▶ [EXERCICE COURT] Recopiez mot pour mot, dans le texte sur l'encadrement du travail par les dispositifs, le passage allant de « Les entreprises cherchent » jusqu'à « le script langagier. ».

▶ [BLOC DE TEXTE]
+++
Quels sont les avantages de ces dispositifs pour le travail?

Ils orientent l’activité des salariés vers l’atteinte d’objectifs quantifiés, en empruntant des chemins préétablis, au nom d’un sens prescrit. Lorsque les dispositifs sont conçus à partir de pratiques réelles, ils formalisent et généralisent des manières efficaces de faire, permettant à l’homme de «se reposer» sur eux. Construits rationnellement, ils présentent l’avantage de réguler l’organisation par le haut, en assurant des cohérences logiques et des coordinations que les travailleurs seuls ne peuvent pas toujours réaliser. Ils présentent également un caractère impersonnel et impartial susceptible de protéger de l’arbitraire et de l’improvisation des «petits chefs». Dans une grande organisation, ils font finalement la promesse d’un management moins violent, moins discrétionnaire et moins brouillon.

Vous parlez de management désincarné?

En effet. L’encadrement par les dispositifs interpose un objet entre le prescripteur du travail et celui qui le réalise. Le plus souvent, il s’agit d’un ordinateur doté d’un progiciel. Mais il peut aussi s’agir des méthodes types de management: lean management, TQM, GPEC, kaizen, benchmarking, balanced scorecard… Résultat, il n’y a pas de dialo­gue entre eux, bien qu’ils soient dans une situation d’étroite interdépendance. Ils se retrouvent dans un rapport social sans relation.

Ces dispositifs permettent-ils d’améliorer la performance?

Nous n’en sommes pas sûrs: il existe un désaccord social à cet égard. Les dispositifs sont massivement critiqués par les salariés. Ils créent en effet des cercles vicieux bureaucratiques qui ­obligent à perdre du temps pour «nourrir» le processus aux dépens de la production. La ­per­formance mesurée néglige tout ce qui est ­incommensurable dans le travail : ces dispositifs dégraderaient donc la performance au nom de laquelle ils sont mis en œuvre.

Les entreprises cherchent aussi à atteindre une meilleure qualité de service…

Toute la question, ici encore, est de savoir ce que l’on entend par qualité. Vu du haut, cette dernière est généralement saisie par des indicateurs quantifiés. Or les salariés observent que pour améliorer leurs scores ils doivent régulièrement dégrader la qualité des services réelle. Par exemple, dans un centre d’appels, ce n’est pas tant la qualité de la réponse qui importe que la quantité de clients traités à l’heure tout en respectant la procédure et le script langagier.

Comment comprendre que les dispositifs dégradent également l’activité?

Les salariés disent que devoir «ne travailler que pour les chiffres», avec des procédés souvent trop rigides et maladroits, nuit à l’intérêt du travail. En fait, les dispositifs visent à imposer une finalité, un procédé et une signification à l’ac­tivité avant qu’elle ne se déploie. Ils n’auraient alors plus à se demander ce qu’ils doivent faire, ni comment et pourquoi. Leur travail serait vidé de toute élaboration sensible de l’action, comme de toute production de signification en son cours. Le travail ne fait dans ce cas plus sens.
+++
▶ [DONNÉES]
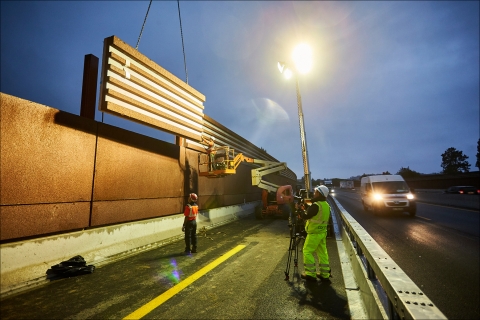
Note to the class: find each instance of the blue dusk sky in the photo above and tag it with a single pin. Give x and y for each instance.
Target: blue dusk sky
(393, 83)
+++
▶ [RÉPONSE ATTENDUE]
Les entreprises cherchent aussi à atteindre une meilleure qualité de service…

Toute la question, ici encore, est de savoir ce que l’on entend par qualité. Vu du haut, cette dernière est généralement saisie par des indicateurs quantifiés. Or les salariés observent que pour améliorer leurs scores ils doivent régulièrement dégrader la qualité des services réelle. Par exemple, dans un centre d’appels, ce n’est pas tant la qualité de la réponse qui importe que la quantité de clients traités à l’heure tout en respectant la procédure et le script langagier.